_What is needed_.
Gather every line of the data below that contains the string "asphalt", and copy each of those lines. Case counts.

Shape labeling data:

┄┄┄┄┄┄

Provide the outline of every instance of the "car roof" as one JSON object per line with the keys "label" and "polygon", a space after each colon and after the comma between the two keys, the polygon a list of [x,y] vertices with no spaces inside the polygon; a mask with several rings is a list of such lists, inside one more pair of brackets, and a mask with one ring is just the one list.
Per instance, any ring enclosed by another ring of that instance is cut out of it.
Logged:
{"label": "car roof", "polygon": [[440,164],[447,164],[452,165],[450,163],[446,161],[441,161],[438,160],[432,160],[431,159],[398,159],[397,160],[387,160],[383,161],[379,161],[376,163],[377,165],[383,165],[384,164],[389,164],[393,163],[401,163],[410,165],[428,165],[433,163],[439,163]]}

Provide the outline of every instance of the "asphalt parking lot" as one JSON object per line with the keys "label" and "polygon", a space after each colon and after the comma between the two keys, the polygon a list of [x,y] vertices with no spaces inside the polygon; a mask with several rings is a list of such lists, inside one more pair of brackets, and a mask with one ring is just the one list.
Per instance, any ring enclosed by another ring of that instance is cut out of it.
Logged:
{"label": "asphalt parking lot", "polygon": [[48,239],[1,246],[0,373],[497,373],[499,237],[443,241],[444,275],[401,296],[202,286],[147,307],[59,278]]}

┄┄┄┄┄┄

_The reply_.
Provide the outline of every instance of the "asphalt parking lot" as one JSON object per line with the keys "label" and "polygon", a space after each colon and after the comma between the two keys, the polygon a list of [x,y] vertices with no spaces inside the polygon; a mask with several rings is a list of such lists, inside one more pair of brackets, and a mask with one ring is just the one list.
{"label": "asphalt parking lot", "polygon": [[48,239],[1,246],[0,373],[497,373],[499,237],[443,241],[444,275],[401,296],[202,286],[147,307],[59,278]]}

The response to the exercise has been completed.